Wolff and Resnick (2012) describe the Pareto optimality in another way. According to them, the term "Pareto optimal point" signifies the equality of consumption and production, which indicates that the demand (as a ratio of marginal utilities) and supply (as a ratio of marginal costs) sides of an economy are in balance with each other. The Pareto optimum point also signifies that society has fully realized its potential output.

Normative judgments in neoclassical economics are shaped by the Pareto criterion. As a result, many neoclassical economists favor a relatively laissez-faire approach to government intervention in markets, since it is very difficult to make a change where no one will be worse off. However, many less conservative neoclassical economists instead use the compensation principle, which says that an intervention is good if the total gains are larger than the total losses, even if losers are not compensated in practice.

=== International trade ===
Neoclassical economics favors free trade according to David Ricardo's theory of comparative advantage. This idea holds that free trade between two countries is mutually beneficial because it allows the greatest total consumption in both countries.

== Origins ==

Classical economics, developed in the 18th and 19th centuries, included a value theory and distribution theory. The value of a product was thought to depend on the costs involved in producing that product. The explanation of costs in classical economics was simultaneously an explanation of distribution. A landlord received rent, workers received wages, and a capitalist tenant farmer received profits on their investment. This classic approach included the work of Adam Smith and David Ricardo.

However, some economists gradually began emphasizing the perceived value of a good to the consumer. They proposed a theory that the value of a product was to be explained with differences in utility (usefulness) to the consumer. (In England, economists tended to conceptualize utility in keeping with the utilitarianism of Jeremy Bentham and later of John Stuart Mill.)

^^^^^^^^^^^^^^^^

WHAT THE TASK REQUIRES: Pick up the neoclassical economics passage after its final sentence and write what comes next.

^^^^^^^^^^^^^^^^

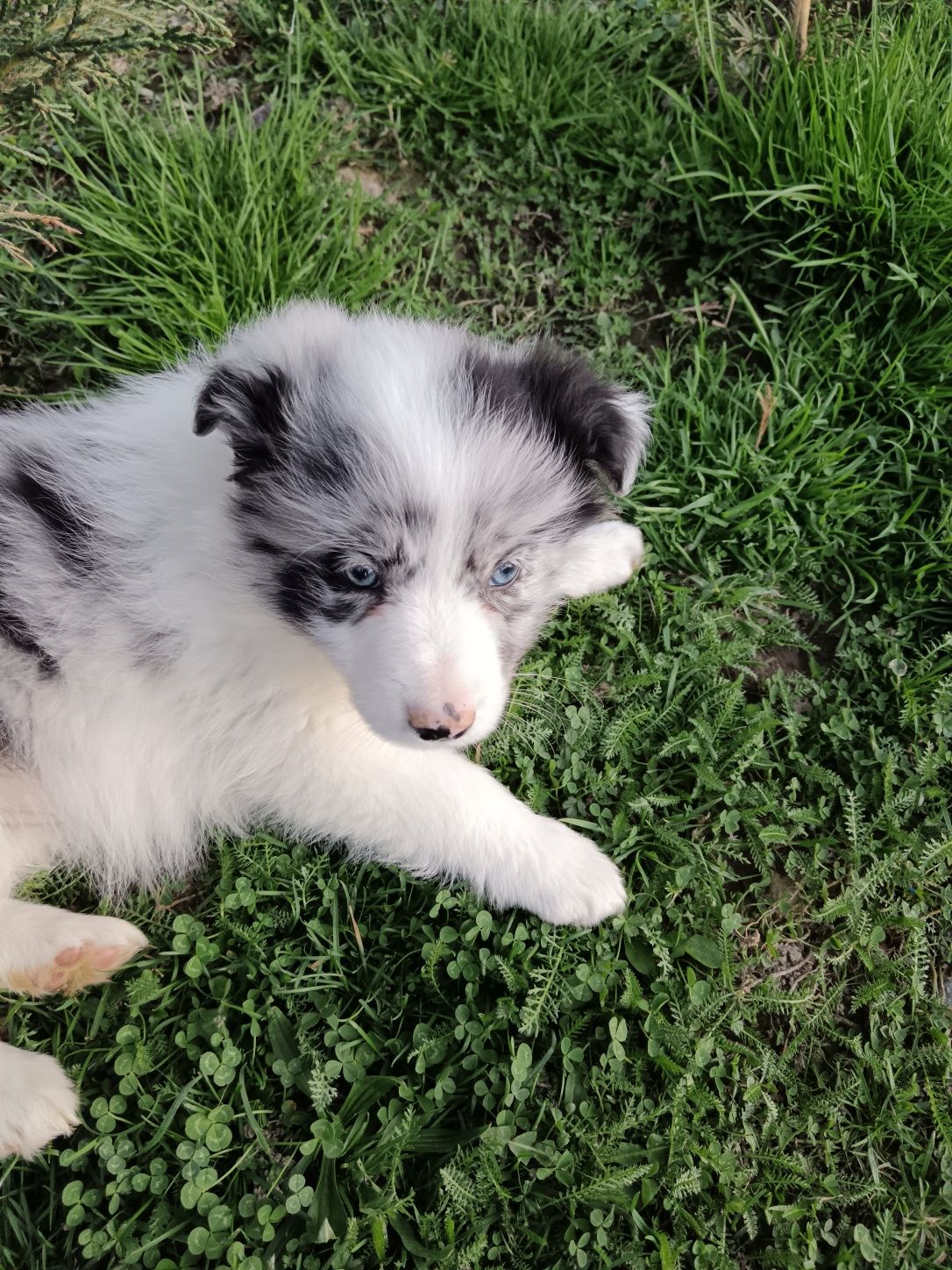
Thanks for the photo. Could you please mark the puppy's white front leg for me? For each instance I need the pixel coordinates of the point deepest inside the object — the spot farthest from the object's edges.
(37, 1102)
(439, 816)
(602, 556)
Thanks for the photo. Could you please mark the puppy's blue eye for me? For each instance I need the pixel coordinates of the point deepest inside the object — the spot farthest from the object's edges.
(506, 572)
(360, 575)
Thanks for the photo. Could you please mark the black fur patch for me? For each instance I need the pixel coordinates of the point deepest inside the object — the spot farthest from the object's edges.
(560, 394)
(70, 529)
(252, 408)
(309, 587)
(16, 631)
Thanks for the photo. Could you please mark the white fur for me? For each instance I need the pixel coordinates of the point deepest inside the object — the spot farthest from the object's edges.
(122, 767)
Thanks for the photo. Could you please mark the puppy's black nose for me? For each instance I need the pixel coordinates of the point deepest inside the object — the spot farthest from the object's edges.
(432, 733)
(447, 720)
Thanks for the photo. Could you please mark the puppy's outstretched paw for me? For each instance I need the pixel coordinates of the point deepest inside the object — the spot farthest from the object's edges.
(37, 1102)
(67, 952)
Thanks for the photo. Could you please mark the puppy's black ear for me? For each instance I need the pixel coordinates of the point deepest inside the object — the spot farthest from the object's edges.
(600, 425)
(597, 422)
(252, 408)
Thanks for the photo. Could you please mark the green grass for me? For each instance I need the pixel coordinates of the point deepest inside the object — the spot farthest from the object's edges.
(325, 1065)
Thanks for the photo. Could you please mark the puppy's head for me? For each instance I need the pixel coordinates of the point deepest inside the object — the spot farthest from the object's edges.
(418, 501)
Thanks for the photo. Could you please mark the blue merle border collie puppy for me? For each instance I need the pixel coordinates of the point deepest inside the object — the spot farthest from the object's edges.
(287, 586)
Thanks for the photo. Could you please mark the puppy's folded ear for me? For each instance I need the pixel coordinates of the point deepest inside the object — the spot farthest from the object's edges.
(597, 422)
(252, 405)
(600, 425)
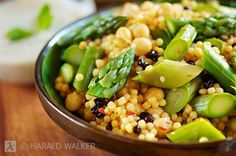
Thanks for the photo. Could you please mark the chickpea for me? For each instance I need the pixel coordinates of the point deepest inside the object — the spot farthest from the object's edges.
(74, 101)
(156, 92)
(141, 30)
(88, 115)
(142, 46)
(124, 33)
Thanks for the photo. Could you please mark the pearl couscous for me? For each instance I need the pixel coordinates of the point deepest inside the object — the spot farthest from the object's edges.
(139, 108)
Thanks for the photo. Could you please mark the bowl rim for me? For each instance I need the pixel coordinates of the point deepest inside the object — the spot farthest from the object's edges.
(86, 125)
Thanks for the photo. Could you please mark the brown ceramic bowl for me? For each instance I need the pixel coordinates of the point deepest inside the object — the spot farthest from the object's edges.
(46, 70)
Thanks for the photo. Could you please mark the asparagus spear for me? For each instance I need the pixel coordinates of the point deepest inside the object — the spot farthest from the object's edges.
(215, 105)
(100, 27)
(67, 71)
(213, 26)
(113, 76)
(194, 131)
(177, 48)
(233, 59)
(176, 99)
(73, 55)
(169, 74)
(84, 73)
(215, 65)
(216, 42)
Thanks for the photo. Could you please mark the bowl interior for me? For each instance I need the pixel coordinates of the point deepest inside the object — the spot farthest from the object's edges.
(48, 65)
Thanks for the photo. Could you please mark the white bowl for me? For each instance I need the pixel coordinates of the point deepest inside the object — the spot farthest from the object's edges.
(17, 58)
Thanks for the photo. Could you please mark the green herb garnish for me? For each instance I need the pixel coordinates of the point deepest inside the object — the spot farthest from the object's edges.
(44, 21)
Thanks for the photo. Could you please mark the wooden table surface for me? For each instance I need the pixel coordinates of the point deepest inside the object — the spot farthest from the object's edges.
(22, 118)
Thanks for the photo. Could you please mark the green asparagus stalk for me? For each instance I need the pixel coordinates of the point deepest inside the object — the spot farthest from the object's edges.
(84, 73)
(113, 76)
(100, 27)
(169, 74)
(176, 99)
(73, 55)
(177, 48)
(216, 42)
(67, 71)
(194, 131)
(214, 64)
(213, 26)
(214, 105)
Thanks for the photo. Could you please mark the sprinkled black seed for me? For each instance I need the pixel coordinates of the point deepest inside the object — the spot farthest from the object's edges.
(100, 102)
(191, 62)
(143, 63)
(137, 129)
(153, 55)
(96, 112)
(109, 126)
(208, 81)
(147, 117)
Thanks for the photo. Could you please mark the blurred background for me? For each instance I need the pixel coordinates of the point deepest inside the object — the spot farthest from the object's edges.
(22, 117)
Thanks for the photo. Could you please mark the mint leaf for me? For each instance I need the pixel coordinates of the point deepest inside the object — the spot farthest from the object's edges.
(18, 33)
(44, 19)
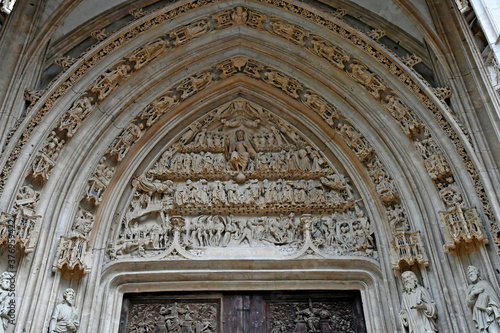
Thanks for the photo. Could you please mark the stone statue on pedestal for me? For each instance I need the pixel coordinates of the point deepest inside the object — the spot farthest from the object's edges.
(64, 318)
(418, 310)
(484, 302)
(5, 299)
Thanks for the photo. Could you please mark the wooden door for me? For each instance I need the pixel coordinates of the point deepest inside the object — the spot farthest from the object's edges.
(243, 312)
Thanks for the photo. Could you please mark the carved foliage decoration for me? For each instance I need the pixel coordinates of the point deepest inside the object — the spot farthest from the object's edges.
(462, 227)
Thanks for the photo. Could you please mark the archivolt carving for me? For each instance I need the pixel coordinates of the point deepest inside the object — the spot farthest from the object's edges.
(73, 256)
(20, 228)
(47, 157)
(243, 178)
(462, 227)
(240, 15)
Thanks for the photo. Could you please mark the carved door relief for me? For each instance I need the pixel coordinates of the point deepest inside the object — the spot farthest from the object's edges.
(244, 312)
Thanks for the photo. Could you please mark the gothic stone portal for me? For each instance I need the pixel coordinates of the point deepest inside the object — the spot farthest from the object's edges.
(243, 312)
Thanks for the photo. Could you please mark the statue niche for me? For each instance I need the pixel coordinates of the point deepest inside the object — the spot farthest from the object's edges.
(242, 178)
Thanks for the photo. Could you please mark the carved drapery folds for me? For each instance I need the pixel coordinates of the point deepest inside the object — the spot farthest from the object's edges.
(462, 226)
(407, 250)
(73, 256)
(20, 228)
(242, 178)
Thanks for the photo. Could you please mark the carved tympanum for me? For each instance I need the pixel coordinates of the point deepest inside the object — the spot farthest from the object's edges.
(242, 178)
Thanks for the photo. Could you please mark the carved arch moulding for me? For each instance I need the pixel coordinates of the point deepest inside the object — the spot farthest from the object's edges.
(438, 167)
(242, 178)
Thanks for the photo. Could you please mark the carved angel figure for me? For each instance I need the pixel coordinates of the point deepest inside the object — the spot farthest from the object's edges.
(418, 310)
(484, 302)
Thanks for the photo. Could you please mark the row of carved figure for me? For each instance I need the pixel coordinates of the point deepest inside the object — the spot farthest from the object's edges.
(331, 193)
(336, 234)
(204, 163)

^^^^^^^^^^^^^^^^

REPLY:
The third step from political economy to economics was the introduction of marginalism and the proposition that economic actors made decisions based on margins. For example, a person decides to buy a second sandwich based on how full he or she is after the first one, a firm hires a new employee based on the expected increase in profits the employee will bring. This differs from the aggregate decision-making of classical political economy in that it explains how vital goods such as water can be cheap, while luxuries can be expensive.

===Marginal revolution===
The change in economic theory from classical to neoclassical economics has been called the "marginal revolution", although it has been argued that the process was slower than the term suggests. It is frequently dated from William Stanley Jevons's Theory of Political Economy (1871), Carl Menger's Principles of Economics (1871), and Léon Walras's Elements of Pure Economics (1874–1877). Historians of economics and economists have debated:
- Whether utility or marginalism was more essential to this revolution (whether the noun or the adjective in the phrase "marginal utility" is more important)
- Whether there was a revolutionary change of thought or merely a gradual development and change of emphasis from their predecessors
- Whether grouping these economists together disguises differences more important than their similarities.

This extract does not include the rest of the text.